Provided passage:
INSERT INTO default.wiki_abstract_5m
SELECT * FROM s3('https://myscale-datasets.s3.ap-southeast-1.amazonaws.com/wiki_abstract_with_vector.parquet', 'Parquet');

Note

The estimated time for data import is approximately 10 minutes.

Verify if there are 5,622,309 rows of data in the table by running this query:

SELECT count(*) FROM default.wiki_abstract_5m;

Output:

count()
5622309

For optimizing the table to enhance vector search performance by merging its data parts into one part (optional), execute this SQL command in your SQL workspace:

OPTIMIZE TABLE default.wiki_abstract_5m FINAL;

This optimization step may require some time to complete.

Check whether the data parts of this table have been compressed into a single part with this query:

SELECT COUNT(*) FROM system.parts WHERE table='wiki_abstract_5m' AND active=1;

If successful, you will see:

count()
1

# Build Index

# Create FTS Index

TIP

To learn how to create an FTS index, please consult the FTS index documentation.

When setting up an FTS index, users have the option to customize the tokenizer. In this example, the stem tokenizer is utilized along with applying stop words. The stem tokenizer can overlook word tenses in text for more precise search outcomes. By using stop words, common words like "a," "an," "of," and "in" are filtered out to enhance search accuracy.

ALTER TABLE default.wiki_abstract_5m
ADD INDEX body_idx (body)
TYPE fts('{"body":{"tokenizer":{"type":"stem", "stop_word_filters":["english"]}}}');

Execute materialization of the index:

ALTER TABLE default.wiki_abstract_5m MATERIALIZE INDEX body_idx;

# Create Vector Index

TIP

Learn more about the MSTG vector index in the vector search documention.

To build the MSTG vector index using Cosine as the distance calculation method for the body_vec_idx on the table default.wiki_abstract_5m, execute this SQL statement:

ALTER TABLE default.wiki_abstract_5m
ADD VECTOR INDEX body_vec_idx body_vector
TYPE MSTG('metric_type=Cosine');

Constructing a vector index can be time-consuming. To monitor its progress, run this SQL query. If the status column shows "Built," it means that the index has been successfully created. While still in progress, it should display "InProgress."

SELECT * FROM system.vector_indices;

# Preliminary Preparations

To convert the query text into vectors, we will utilize the all-MiniLM-L6-v2 (opens new window) model.

Extracted material:
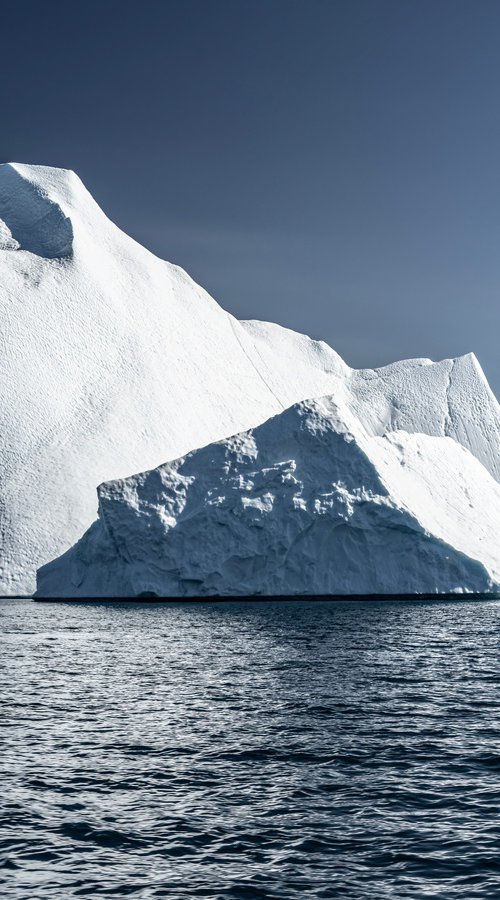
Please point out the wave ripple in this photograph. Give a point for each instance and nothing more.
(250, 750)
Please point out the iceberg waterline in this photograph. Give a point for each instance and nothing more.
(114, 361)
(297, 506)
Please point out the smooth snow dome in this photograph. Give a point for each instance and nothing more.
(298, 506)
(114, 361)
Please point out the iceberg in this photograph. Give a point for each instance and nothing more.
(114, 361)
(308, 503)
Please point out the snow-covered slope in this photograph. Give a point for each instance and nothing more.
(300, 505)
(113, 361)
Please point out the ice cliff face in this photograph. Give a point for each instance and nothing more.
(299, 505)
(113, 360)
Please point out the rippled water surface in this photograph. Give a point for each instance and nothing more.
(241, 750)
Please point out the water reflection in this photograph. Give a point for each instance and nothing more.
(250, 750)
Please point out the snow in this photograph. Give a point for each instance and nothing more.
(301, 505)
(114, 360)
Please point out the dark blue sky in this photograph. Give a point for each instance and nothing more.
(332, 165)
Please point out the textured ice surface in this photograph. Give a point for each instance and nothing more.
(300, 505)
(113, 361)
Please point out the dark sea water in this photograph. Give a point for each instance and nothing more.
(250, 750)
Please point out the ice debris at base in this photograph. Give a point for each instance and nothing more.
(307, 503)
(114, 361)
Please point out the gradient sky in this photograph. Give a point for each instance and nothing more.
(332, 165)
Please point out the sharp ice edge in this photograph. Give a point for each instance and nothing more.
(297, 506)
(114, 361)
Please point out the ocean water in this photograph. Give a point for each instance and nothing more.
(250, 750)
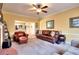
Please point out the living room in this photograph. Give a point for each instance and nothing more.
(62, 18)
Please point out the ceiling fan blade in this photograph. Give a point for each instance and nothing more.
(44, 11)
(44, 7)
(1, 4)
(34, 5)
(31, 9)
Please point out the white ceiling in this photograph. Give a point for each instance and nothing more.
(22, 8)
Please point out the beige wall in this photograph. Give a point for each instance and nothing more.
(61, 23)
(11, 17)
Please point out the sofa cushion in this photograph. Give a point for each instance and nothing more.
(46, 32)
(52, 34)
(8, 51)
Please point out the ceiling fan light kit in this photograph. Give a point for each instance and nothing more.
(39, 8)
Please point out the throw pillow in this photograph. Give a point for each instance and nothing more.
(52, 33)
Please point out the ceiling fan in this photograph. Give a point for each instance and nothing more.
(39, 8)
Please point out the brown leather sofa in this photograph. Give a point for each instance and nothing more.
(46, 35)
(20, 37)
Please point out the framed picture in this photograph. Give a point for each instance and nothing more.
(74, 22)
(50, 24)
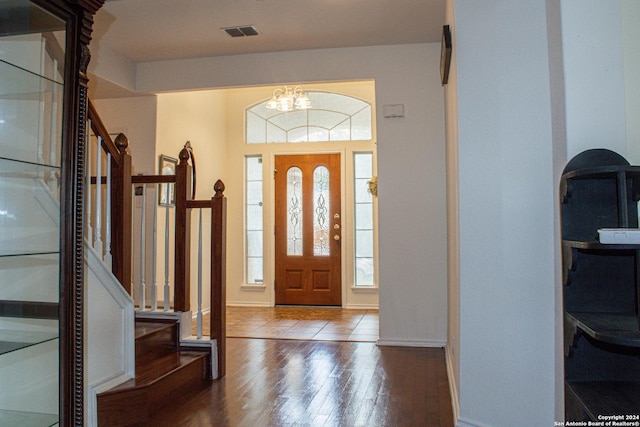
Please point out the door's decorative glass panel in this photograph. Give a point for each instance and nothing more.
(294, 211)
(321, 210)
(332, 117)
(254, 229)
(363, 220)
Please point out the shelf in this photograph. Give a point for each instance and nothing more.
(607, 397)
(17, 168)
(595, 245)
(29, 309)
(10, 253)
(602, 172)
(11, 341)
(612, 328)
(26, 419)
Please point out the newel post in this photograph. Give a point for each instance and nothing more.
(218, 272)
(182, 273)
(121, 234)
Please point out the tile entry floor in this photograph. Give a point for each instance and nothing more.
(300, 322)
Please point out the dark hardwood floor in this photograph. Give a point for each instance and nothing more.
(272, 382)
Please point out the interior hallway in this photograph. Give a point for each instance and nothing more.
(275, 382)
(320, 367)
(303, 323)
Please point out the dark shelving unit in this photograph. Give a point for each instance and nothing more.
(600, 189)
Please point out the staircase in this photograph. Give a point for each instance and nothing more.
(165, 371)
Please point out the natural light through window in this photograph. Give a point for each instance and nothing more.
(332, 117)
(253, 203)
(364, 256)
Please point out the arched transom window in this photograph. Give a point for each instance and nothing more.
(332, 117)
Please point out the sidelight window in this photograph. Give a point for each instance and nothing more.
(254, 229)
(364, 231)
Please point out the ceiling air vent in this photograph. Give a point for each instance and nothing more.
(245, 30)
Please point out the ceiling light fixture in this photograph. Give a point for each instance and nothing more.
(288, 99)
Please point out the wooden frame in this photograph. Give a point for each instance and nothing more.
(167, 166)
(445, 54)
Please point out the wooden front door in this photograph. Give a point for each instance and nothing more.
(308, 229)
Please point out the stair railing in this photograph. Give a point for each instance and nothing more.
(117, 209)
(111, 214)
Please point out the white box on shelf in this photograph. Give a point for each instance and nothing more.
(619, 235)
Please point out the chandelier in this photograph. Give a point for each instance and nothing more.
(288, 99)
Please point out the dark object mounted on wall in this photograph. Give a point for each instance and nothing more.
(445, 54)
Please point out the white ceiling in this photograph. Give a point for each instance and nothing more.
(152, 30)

Exercise requirements:
a - Pull out the part of the indexing walkthrough from "To build the" to "new window) model.", word for word.
b - Which common words does the indexing walkthrough name as examples of stop words that get filtered out?
c - Write what comes next in the indexing walkthrough, picking up after its final sentence.

The answers:
a -
To build the MSTG vector index using Cosine as the distance calculation method for the body_vec_idx on the table default.wiki_abstract_5m, execute this SQL statement:

ALTER TABLE default.wiki_abstract_5m
ADD VECTOR INDEX body_vec_idx body_vector
TYPE MSTG('metric_type=Cosine');

Constructing a vector index can be time-consuming. To monitor its progress, run this SQL query. If the status column shows "Built," it means that the index has been successfully created. While still in progress, it should display "InProgress."

SELECT * FROM system.vector_indices;

# Preliminary Preparations

To convert the query text into vectors, we will utilize the all-MiniLM-L6-v2 (opens new window) model.

b -
a
an
of
in

c -
Firstly, install the sentence-transformers library by running:

pip install -U sentence-transformers

For the fusion stage, we will employ the ranx (opens new window) library. Install it using:

pip install -U ranx

The hybrid search practice will be implemented in a Python file. Before proceeding with this practice, ensure to input your MyScale cluster information into the provided example code.

TIP

You can find the connection details for a MyScale cluster in the Web console.

import clickhouse_connect
from numba import NumbaTypeSafetyWarning
from prettytable import PrettyTable
from ranx import Run, fuse
from ranx.normalization import rank_norm
from sentence_transformers import SentenceTransformer
import warnings
warnings.filterwarnings('ignore', category=NumbaTypeSafetyWarning)
# Use transfromer all-MiniLM-L6-v2
model = SentenceTransformer('sentence-transformers/all-MiniLM-L6-v2')
# MyScale information
host = "your cluster end-point"
port = 443
username = "your user name"
password = "your password"
database = "default"
table = "wiki_abstract_5m"
# Init MyScale client
client = clickhouse_connect.get_client(host=host, port=port,
                                       username=username, password=password)
# Use a table to output your content
def print_results(result_rows, field_names):
    x = PrettyTable()
    x.field_names = field_names
    for row in result_rows:
        x.add_row(row)
    print(x)

TIP

The British Graham Land expedition (BGLE) was a British expedition. For detailed information about them please refer to Wikipedia (opens new window).

We aim to identify the locations visited and mapped by the BGLE expedition in this dataset. To do so, we will use "Charted by BGLE" as the search string when conducting a vector search query.

TIP

Please include the example code provided in this message into the Python file that was created during the previous preparation work to ensure smooth execution of the program. Additionally, make sure to handle other steps in a similar manner.

terms = "Charted by BGLE"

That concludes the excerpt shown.